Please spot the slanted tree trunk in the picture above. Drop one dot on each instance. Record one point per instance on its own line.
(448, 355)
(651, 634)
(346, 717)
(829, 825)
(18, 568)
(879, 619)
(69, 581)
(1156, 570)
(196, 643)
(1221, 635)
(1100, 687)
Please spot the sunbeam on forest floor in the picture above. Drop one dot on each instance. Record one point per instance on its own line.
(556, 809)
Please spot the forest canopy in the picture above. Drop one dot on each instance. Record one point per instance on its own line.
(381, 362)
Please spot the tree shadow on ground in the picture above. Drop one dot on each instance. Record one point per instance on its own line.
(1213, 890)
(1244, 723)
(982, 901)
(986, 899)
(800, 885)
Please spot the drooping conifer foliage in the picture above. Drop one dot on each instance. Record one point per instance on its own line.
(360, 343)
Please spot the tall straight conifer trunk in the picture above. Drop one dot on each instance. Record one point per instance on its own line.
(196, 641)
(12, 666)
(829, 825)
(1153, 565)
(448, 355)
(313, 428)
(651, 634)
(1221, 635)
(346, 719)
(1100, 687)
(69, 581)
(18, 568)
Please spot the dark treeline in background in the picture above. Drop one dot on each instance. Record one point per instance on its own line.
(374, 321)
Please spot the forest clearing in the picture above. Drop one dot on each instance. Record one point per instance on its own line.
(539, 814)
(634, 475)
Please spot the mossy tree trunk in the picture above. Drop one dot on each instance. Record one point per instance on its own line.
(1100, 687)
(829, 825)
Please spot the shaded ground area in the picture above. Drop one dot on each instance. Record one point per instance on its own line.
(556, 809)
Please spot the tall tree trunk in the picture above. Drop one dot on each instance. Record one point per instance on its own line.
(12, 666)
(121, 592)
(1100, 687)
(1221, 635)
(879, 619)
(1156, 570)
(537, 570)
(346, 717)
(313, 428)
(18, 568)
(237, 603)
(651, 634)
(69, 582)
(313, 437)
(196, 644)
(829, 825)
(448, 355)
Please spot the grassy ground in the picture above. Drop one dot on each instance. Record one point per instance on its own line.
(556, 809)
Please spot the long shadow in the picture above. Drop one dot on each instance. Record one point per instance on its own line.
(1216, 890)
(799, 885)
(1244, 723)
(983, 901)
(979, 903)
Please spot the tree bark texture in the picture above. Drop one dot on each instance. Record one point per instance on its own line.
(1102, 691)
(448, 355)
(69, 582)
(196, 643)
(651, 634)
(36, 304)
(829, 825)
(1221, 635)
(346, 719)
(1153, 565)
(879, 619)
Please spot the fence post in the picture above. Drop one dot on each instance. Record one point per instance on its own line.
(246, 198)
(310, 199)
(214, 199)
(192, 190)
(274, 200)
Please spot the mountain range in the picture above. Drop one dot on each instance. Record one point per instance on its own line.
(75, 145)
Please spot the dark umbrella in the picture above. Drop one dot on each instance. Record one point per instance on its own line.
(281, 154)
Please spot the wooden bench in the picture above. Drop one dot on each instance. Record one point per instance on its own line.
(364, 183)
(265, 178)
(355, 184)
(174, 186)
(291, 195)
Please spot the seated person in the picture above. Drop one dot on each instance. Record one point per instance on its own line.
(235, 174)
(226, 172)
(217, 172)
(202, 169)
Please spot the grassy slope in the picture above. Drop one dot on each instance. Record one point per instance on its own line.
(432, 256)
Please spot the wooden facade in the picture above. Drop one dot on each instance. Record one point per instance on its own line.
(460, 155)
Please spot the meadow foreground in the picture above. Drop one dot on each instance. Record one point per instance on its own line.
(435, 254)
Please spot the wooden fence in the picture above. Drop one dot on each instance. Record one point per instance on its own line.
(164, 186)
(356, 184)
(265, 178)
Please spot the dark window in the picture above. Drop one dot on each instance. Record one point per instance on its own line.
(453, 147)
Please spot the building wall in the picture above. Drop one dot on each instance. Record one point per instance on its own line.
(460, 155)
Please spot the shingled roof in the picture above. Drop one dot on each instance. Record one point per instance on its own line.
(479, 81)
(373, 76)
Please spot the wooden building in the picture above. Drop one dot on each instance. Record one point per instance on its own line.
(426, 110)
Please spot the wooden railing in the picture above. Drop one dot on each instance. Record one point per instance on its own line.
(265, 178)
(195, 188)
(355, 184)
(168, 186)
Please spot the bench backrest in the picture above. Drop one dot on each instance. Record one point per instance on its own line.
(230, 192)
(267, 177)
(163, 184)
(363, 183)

────────────────

**Exercise aim:** The response must reproduce the whole listing exactly.

**Exercise response:**
Please spot the slanted tree trunk in the picture above. Drop one dot on each instance. Record one point per instance on its own line.
(448, 355)
(651, 634)
(346, 717)
(829, 825)
(18, 568)
(879, 619)
(69, 581)
(1156, 570)
(196, 643)
(1221, 635)
(1100, 687)
Please spot the sunbeam on forest floor in the picture above. Drop one dot on each instance. Record one point per instance on its own line.
(556, 809)
Please spot the forest canopy in the picture above. Drop one dot on each instance. Record one point per instance on its own line.
(381, 362)
Please spot the tree shadow on ground in the picture above. Drop one dot on each instance. Record one point per instance on its own line.
(1213, 890)
(1244, 723)
(982, 901)
(986, 899)
(800, 885)
Please spot the drooping conifer foliage in the picture above. Drop one dot on each instance. Record one point per instance on its own line.
(360, 343)
Please spot the tall straight conifer trunk in the picture above. Drop one dot on each instance. Record one point per instance on its own line.
(196, 641)
(12, 666)
(829, 825)
(1153, 565)
(448, 355)
(313, 428)
(651, 634)
(1221, 635)
(346, 719)
(1100, 687)
(69, 581)
(18, 568)
Please spot the dark treeline in background in the picture above. Drop one dot on each instance. Record one point per instance on its own line.
(374, 321)
Please spot the forest clearing in the picture above. Drop one dot on each instance. Record one point per instance on its own line.
(539, 814)
(634, 475)
Please spot the mossy tree trunk in the picture above. Drop one dot on each instance. Record one point per instance on its own line.
(1100, 687)
(829, 825)
Please spot the shaded ground area in the picture above. Drop one dot on each instance. Record one point per instance on its own line.
(556, 809)
Please spot the tall tree trunk in the picture above. Drop one dot on each instance. Record one point per instance on its own line.
(12, 666)
(121, 592)
(1100, 687)
(1221, 635)
(879, 619)
(1156, 570)
(537, 570)
(346, 717)
(313, 428)
(18, 568)
(237, 603)
(651, 634)
(69, 582)
(313, 437)
(196, 644)
(829, 825)
(448, 355)
Please spot the grassy ground in the picture above. Drop one dot on each instance. Record one point per instance on its own line.
(556, 809)
Please spot the long shadow in the picture above. Drop one dot on each instance. Record one point per instance on its own line.
(1216, 890)
(799, 885)
(1244, 723)
(983, 901)
(979, 903)
Please spot the tree bark texture in the picture above. Drop one dot on each instance. Record one point per instance on its own line.
(1102, 691)
(448, 355)
(69, 582)
(196, 643)
(651, 634)
(36, 304)
(829, 825)
(1221, 635)
(346, 719)
(1153, 565)
(879, 619)
Please spot the fence post in the picture above. Drop one dot on each instance. Record one point per instance on its own line.
(246, 198)
(310, 199)
(214, 199)
(192, 190)
(274, 200)
Please spot the mountain range in the picture above. Drop one dot on each instance. Record one point per instance on its own line.
(75, 145)
Please spot the dark umbrella in the picture above. Drop one dot on each instance. Record one point per instance on its own line.
(281, 154)
Please spot the wooden bench in the picture above. Drop one dot on each instance. Record one point per instance on its own line.
(364, 183)
(265, 178)
(355, 184)
(174, 186)
(291, 195)
Please spot the seated person in the picture above. Drop one dot on each instance. Record one point per instance on its own line.
(235, 174)
(226, 172)
(217, 172)
(202, 169)
Please spot the grassy slope in the picture above. Drop one dot on each instance. Record one point per instance on its own line.
(432, 256)
Please spot the wooden facade in the picture above. Drop one dot on each instance. Record one point per instance on its own line.
(460, 155)
Please spot the meadow foreground in the picture above. Drop one dot on each instance. Record one point per instance on its own line.
(435, 254)
Please spot the wooden fence in the picture above. Drop one dot on each instance. Record one point per instance on its own line.
(164, 186)
(356, 184)
(265, 178)
Please spot the dark window in the picture above. Drop one dot on each instance. Record one point per instance on its own line.
(453, 147)
Please spot the building wall in the picture above. Drop one dot on each instance. Record one point per instance on its own line.
(460, 155)
Please spot the shingled roof in the picture above. Drop one dot on each instance. Record one point per instance on its own line.
(479, 81)
(373, 76)
Please spot the wooden building in the picture above. Drop one dot on each instance. Record one point per instance on its own line.
(426, 110)
Please spot the wooden railing in the picture above. Drop one dot on each instance. Record one point per instance on its own line.
(265, 178)
(195, 188)
(355, 184)
(168, 186)
Please spot the bench backrest in the picture above. Drop one dot on each instance. Record one point per instance on its own line.
(230, 192)
(267, 177)
(163, 184)
(363, 183)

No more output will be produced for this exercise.